Die druckqualität sollte unbedingt überprüft werden. Ein klares druckbild ist ein klares muss!!!


----------



## poiu (11. August 2012)

*AW: Schriftgröße der PCGH Printausgabe*

Der Carsten und der Rest der Redaktion sind auch 


@Orizin hat dan nvielleicht denn Kenr des Pudels genannt.


----------



## Orizin (12. August 2012)

*AW: Schriftgröße der PCGH Printausgabe*

Mag sein, dass es nur einen Teil der Esemplare getroffen hat. Bin gerne bereit mein Exemplar als Muster zur Verfügung zu stellen, sobald ich es wiedergefunden habe...

Vielleicht kann die Redaktion hier ja etwas in Erfahrung bringen. Hat die Druckerei (meines Wissens eine aus Osteuropa) etwas am Druckverfahren geändert? Wieiviel Prozent der Auflage sind betroffen?

^^^^^^^^^^^^^^^^

# AUFGABE:
Schreib aus dem Text über die Schriftgröße der PCGH-Printausgabe alles von „## poiu (11.“ bis einschließlich „des Pudels genannt.“ genau ab. Die Datensätze haben mit dem Text nichts zu tun.

# Einträge zur Konturbeschriftung:

^^^^^^^^^^^^^^^^

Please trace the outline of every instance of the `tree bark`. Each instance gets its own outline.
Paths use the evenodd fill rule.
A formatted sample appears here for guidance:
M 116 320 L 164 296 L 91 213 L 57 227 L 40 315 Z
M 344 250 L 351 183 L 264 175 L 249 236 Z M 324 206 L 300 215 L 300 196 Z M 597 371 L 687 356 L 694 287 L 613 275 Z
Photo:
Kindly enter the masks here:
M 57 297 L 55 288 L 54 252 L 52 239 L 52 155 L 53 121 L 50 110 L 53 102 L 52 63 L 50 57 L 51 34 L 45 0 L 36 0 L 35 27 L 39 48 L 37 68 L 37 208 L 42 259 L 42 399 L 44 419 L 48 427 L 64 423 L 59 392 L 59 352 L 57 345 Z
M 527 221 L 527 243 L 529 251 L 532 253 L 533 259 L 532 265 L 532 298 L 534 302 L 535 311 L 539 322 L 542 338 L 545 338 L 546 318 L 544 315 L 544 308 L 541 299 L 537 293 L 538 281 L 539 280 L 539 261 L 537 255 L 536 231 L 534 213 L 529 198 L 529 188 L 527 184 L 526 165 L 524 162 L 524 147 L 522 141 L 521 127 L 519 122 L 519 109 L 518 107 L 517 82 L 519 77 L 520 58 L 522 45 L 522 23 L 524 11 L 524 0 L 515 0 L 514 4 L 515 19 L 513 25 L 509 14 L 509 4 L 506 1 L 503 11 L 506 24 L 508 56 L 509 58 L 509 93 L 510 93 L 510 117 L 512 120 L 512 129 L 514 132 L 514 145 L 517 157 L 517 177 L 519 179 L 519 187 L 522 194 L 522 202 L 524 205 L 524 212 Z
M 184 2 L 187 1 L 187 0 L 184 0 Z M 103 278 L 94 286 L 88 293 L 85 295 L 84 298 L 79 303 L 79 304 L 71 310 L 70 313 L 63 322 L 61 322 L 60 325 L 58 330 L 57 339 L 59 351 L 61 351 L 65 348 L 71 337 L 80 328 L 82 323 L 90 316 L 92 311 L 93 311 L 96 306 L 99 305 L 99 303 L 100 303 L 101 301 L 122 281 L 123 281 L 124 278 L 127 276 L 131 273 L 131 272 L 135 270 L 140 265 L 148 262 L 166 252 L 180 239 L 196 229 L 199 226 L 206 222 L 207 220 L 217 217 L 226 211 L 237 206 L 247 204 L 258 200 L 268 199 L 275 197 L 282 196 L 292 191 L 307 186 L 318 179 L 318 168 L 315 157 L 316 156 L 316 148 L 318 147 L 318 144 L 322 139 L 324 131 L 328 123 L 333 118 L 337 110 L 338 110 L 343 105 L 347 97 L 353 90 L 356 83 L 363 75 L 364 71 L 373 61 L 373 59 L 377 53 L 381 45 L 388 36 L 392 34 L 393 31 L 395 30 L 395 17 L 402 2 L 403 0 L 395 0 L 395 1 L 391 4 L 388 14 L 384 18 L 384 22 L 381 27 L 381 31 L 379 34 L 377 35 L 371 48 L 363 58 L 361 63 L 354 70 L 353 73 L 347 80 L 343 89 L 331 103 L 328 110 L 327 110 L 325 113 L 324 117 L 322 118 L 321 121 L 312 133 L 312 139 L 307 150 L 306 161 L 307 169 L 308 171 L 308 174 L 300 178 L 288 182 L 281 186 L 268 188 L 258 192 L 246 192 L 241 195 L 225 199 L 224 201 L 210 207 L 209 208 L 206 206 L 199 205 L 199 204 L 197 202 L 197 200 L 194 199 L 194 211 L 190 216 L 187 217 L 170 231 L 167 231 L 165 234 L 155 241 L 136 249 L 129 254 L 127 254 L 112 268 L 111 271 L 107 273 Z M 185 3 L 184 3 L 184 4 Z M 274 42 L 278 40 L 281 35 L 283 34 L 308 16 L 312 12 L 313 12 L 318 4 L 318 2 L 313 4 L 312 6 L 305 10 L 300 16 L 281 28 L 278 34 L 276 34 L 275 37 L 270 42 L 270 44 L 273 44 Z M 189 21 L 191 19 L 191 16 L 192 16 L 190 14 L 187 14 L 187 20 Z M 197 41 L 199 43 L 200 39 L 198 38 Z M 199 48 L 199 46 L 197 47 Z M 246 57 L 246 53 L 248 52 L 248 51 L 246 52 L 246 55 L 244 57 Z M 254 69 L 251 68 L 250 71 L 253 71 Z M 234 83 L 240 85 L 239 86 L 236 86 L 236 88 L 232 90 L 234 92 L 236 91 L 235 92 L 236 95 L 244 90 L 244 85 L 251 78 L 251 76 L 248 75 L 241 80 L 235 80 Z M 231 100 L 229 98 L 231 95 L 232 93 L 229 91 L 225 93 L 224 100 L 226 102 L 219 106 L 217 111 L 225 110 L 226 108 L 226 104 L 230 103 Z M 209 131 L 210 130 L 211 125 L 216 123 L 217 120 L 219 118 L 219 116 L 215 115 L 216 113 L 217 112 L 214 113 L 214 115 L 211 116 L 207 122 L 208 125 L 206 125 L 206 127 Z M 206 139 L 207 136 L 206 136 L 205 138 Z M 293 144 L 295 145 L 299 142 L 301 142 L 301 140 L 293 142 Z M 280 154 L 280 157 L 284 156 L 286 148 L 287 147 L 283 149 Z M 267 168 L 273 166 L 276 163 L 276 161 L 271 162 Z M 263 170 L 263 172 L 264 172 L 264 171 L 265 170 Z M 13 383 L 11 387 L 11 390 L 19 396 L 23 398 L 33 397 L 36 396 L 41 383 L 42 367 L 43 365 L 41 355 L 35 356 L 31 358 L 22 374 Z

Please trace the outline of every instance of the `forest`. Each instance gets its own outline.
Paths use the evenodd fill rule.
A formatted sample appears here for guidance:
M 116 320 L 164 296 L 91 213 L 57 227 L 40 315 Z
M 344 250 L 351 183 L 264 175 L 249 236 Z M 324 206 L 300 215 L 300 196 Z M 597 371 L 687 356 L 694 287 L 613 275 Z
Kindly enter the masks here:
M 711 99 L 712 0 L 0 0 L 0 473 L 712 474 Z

^^^^^^^^^^^^^^^^

# LÖSUNG:
## poiu (11. August 2012)

*AW: Schriftgröße der PCGH Printausgabe*

Der Carsten und der Rest der Redaktion sind auch 


@Orizin hat dan nvielleicht denn Kenr des Pudels genannt.